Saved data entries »

BEGIN

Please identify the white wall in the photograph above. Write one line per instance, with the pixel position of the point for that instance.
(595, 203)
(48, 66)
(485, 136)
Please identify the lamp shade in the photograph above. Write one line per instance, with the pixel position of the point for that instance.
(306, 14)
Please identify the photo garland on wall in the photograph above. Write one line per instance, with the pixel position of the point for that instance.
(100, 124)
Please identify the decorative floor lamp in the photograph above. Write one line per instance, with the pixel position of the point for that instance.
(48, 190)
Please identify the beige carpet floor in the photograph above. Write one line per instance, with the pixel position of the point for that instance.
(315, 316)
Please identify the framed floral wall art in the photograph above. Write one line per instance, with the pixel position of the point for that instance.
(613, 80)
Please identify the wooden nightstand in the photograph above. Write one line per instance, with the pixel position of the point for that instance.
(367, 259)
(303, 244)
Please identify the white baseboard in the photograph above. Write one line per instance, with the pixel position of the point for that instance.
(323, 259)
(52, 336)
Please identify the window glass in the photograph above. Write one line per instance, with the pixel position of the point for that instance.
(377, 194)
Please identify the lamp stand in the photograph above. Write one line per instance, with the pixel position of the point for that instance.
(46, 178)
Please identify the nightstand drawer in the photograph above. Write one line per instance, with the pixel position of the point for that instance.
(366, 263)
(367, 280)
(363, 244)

END

Work item » Please reproduce the records above in their entirety, exactly as given.

Expected output »
Please identify the white wall in the photograph above. Write one line per instance, with the pixel position of the point for that instance.
(595, 203)
(48, 66)
(485, 136)
Please identify the lamp shade in the photograph above. Write one line per instance, with the pixel position of the point for that instance.
(306, 14)
Please identify the photo garland on wall in the photograph above. Write one line per instance, with the pixel position of the point for that instance.
(100, 124)
Please identify the decorative floor lamp in the photograph above. Write one line per instance, with the pixel position of the point for that instance.
(48, 190)
Please identify the beige carpet floor in the photograph above. Write one line per instance, with the pixel position of the point for that instance.
(315, 316)
Please identify the framed floral wall art in the photograph above. Write one line per instance, with the pixel position of the point for that instance.
(613, 80)
Please identify the wooden nightstand in the photograph above. Write one line per instance, with the pixel position of the point for that instance.
(367, 259)
(303, 244)
Please identify the white baseboard in the photograph above. Write one line per instance, with the pixel position of the point for that instance.
(323, 259)
(52, 336)
Please identify the window glass in the photograph above. Write one line per instance, with the pixel position of the point for that instance.
(377, 194)
Please identify the lamp stand in the photograph above. Write one line per instance, with the pixel position of the point for that instance.
(46, 178)
Please identify the nightstand drawer in the photograph above. Write one line per instance, with the pixel position of the point for that instance.
(366, 263)
(367, 280)
(363, 244)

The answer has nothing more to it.